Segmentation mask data
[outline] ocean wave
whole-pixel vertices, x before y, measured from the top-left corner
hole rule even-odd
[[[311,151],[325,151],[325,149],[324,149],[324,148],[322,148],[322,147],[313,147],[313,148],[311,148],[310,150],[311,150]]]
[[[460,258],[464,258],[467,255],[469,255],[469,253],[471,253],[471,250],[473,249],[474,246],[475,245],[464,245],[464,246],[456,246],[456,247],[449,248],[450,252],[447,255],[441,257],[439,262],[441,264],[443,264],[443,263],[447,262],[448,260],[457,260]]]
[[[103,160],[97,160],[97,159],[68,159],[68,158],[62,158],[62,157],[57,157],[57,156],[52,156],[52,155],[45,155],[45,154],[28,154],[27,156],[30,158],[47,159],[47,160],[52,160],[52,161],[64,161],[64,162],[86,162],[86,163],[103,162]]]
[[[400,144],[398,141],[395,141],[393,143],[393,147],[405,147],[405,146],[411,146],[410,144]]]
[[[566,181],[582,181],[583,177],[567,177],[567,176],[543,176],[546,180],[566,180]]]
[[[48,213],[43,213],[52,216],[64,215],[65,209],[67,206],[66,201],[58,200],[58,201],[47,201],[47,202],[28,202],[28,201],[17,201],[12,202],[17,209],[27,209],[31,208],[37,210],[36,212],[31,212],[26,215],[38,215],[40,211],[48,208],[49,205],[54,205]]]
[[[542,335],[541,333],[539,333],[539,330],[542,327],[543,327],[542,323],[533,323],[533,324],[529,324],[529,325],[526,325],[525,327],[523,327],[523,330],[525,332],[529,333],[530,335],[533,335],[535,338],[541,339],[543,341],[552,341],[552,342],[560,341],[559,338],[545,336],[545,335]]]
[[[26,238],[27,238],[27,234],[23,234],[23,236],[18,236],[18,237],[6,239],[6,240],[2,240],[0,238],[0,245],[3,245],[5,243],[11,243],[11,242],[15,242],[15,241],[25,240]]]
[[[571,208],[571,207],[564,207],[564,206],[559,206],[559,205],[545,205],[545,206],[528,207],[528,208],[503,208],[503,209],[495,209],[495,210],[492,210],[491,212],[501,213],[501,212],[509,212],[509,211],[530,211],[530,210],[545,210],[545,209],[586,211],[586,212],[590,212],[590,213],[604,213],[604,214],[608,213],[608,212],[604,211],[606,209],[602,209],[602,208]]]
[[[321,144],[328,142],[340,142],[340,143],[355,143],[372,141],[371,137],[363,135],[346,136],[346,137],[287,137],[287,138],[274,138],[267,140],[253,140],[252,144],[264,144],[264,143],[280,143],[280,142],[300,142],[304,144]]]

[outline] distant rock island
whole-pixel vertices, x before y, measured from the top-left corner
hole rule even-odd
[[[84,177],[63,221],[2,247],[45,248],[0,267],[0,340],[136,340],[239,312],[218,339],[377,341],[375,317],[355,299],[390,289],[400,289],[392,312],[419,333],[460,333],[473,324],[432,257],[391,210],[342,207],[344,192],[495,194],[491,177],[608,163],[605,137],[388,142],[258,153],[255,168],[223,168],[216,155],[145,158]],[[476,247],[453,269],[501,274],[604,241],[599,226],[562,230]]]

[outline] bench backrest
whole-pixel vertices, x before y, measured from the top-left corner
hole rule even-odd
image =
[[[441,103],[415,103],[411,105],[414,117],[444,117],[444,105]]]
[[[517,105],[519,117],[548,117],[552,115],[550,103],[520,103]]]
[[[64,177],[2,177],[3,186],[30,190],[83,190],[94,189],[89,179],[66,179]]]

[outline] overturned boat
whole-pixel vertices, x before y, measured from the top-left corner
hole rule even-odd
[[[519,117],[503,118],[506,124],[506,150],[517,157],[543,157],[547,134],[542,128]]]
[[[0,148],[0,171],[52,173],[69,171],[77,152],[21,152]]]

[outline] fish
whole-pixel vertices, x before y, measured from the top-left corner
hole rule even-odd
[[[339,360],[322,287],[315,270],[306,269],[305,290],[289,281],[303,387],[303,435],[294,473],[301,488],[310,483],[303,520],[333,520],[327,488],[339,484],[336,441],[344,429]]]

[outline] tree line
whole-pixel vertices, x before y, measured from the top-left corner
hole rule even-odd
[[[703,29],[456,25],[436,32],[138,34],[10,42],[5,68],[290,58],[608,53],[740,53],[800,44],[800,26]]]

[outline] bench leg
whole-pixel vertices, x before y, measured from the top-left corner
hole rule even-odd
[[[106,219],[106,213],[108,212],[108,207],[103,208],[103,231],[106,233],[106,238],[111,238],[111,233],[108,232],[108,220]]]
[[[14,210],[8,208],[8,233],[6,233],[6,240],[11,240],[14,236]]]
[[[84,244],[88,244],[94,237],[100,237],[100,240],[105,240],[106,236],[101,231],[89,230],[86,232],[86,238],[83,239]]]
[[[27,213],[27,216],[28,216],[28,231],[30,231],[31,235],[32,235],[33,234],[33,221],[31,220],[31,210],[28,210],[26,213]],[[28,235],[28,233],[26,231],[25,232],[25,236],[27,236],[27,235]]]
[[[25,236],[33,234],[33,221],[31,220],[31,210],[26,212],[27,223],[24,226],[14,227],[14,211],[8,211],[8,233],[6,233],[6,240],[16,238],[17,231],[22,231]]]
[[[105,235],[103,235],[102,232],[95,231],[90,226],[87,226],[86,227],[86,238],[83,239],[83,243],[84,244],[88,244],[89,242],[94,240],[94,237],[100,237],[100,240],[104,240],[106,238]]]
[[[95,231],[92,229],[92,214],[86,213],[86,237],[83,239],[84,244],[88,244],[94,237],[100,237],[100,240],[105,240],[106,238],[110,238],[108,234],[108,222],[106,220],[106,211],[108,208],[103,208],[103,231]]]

What to do
Work out how many lines contain the word "outline" in the records, and answer with the number only.

Output of the exercise
7